Referring expression pointing data
:::
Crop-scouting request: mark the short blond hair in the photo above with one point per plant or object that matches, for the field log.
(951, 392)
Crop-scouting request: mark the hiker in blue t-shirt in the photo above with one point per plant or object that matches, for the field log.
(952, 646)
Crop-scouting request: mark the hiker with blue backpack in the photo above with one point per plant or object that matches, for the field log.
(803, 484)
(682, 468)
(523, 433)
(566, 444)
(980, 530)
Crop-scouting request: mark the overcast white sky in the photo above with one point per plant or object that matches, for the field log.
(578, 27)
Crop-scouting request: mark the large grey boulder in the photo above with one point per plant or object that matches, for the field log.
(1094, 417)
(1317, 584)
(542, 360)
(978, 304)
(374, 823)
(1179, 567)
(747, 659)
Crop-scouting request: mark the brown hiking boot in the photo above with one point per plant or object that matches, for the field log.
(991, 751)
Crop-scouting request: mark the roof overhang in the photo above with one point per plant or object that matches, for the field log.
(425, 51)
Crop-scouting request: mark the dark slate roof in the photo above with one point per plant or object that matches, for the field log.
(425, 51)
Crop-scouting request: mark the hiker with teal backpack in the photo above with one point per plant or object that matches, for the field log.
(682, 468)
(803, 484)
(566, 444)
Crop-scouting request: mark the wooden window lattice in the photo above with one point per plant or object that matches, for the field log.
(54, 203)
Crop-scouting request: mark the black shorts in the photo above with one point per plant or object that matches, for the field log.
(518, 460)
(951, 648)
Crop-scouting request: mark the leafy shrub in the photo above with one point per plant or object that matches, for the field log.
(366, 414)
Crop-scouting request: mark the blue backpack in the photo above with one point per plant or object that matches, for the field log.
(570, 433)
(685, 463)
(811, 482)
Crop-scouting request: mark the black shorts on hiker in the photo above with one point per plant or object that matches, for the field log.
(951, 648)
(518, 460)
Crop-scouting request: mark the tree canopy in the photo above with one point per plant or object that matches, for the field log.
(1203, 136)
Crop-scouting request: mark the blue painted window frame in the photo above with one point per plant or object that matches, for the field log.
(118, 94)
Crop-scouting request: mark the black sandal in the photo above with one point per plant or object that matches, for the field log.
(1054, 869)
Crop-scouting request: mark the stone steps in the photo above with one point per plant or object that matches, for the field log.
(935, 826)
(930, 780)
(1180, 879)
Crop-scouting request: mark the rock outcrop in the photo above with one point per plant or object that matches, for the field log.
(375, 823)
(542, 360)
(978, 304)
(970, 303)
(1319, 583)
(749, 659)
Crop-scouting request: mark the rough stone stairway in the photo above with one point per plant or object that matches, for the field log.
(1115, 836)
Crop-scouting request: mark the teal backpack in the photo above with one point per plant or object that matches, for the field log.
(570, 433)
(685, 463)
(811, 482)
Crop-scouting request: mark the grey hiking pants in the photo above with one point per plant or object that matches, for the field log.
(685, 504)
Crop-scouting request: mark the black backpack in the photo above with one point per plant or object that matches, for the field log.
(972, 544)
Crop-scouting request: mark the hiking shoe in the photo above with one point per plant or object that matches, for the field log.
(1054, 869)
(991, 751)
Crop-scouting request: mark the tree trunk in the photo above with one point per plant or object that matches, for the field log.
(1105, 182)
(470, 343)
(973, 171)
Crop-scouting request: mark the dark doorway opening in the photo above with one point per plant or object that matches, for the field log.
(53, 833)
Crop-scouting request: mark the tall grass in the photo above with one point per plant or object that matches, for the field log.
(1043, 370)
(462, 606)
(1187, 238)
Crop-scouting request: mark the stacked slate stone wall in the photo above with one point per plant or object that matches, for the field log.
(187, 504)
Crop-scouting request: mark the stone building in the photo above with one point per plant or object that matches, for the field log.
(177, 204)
:::
* _Your task_
Retype every record without alteration.

* _Response for this exercise_
Crop-scouting request: mark the short blond hair in the photo above with one point per plant or object that matches, for the field log.
(951, 392)
Crop-scouting request: mark the hiker in blue t-shirt in the photo above with one point per plant or object that matches, for the field log.
(952, 646)
Crop-scouting request: mark the hiker with blue backpack in the photo above with one point per plant or object that matches, for the field log.
(803, 484)
(682, 468)
(523, 433)
(566, 444)
(980, 530)
Crop-scouting request: mark the overcast white sky in the photo above with one point per plant or object that matches, for the field log.
(578, 27)
Crop-scouting request: mark the large grey boulder in the photo above with one point per plant or object that matches, for the field log.
(1094, 417)
(1317, 584)
(542, 360)
(978, 304)
(374, 823)
(1179, 567)
(747, 659)
Crop-scouting request: mark the brown hiking boot in the photo above with one point per plant or object that matches, for the field log.
(991, 751)
Crop-scouting request: mark the roof overhang in the photo above with one point per plant or object that matches, for the field log.
(425, 51)
Crop-scouting request: mark the dark slate roof in the photo above with one point per plant or object that matches, for the field log.
(425, 51)
Crop-scouting request: mark the hiker with teal backpack in the photo above with one point per plant or object that matches, for the field log.
(682, 468)
(803, 484)
(566, 444)
Crop-scouting request: mark the wooden window lattice in the photo above with one point per plant or object that matches, for the field log.
(54, 203)
Crop-scouting request: mark the black shorts in the photo above with one point per plant or object that matches, for the field log.
(518, 460)
(951, 648)
Crop-scouting request: mark the leafy shrub in the photo above with one point per plant or object that matches, for the field log.
(366, 414)
Crop-scouting request: mark the blue backpack in the photo above with one point per plant or object that matches, for the field log.
(570, 433)
(685, 463)
(811, 482)
Crop-scouting request: mark the black shorts on hiker in the photo above with one point per plant or object that matches, for the field log.
(951, 648)
(518, 460)
Crop-scouting request: mark the tree canopy in the photo above with one point per plant or object that matches, for the field log.
(1203, 136)
Crop-scouting request: mark the blue painted window frame in the photo above with one point per plant or object that matches, for the field log.
(118, 94)
Crop-scouting request: mark the black sandal in the photo above with one point per plant or object that matches, for the field log.
(1054, 869)
Crop-scouting request: mark the stone steps in the photo above with one point per plant or object that matches, for the field log.
(935, 826)
(930, 780)
(1180, 879)
Crop-scouting request: mark the rock outcrop in the photo above with one point per plant or object that matches, for the field log.
(375, 823)
(542, 360)
(978, 304)
(970, 303)
(1319, 583)
(749, 659)
Crop-scouting request: mark the rough stone stairway in the photo above with one point per plant or object that matches, for the field log.
(1115, 836)
Crop-scouting request: mark the teal backpack in the photo above with one point per plant or object that matches, for the field log.
(570, 433)
(685, 463)
(811, 482)
Crop-scouting request: mark the grey hiking pants in the photo above with one point per plant or object that matches, for the field log.
(685, 504)
Crop-scouting request: mark the black backpack in the photo above with one point per plant or object that matches, for the field log.
(972, 544)
Crop-scouting request: mark the hiking shoe in the photo above with one point per plant or object that matches, for the field log.
(1054, 869)
(991, 751)
Crop-scouting request: mark the tree trunk in the photo above with one point per plant or object that matches, for the field log.
(1105, 182)
(470, 343)
(973, 171)
Crop-scouting request: mark the dark doorway opening in the photo above with one point per plant or object that matches, for the field log.
(53, 833)
Crop-scouting request: mark the tall grass in the photo above with one point per plant or object that matches, for the field log.
(1043, 370)
(462, 606)
(1187, 238)
Crop-scouting request: mark the stacked slate stone wall in the photo above with one point per plant or object that matches, for the field log.
(187, 504)
Crop-scouting request: mark the stone building in the photo above with one point per plant or object that matches, for the field log.
(177, 204)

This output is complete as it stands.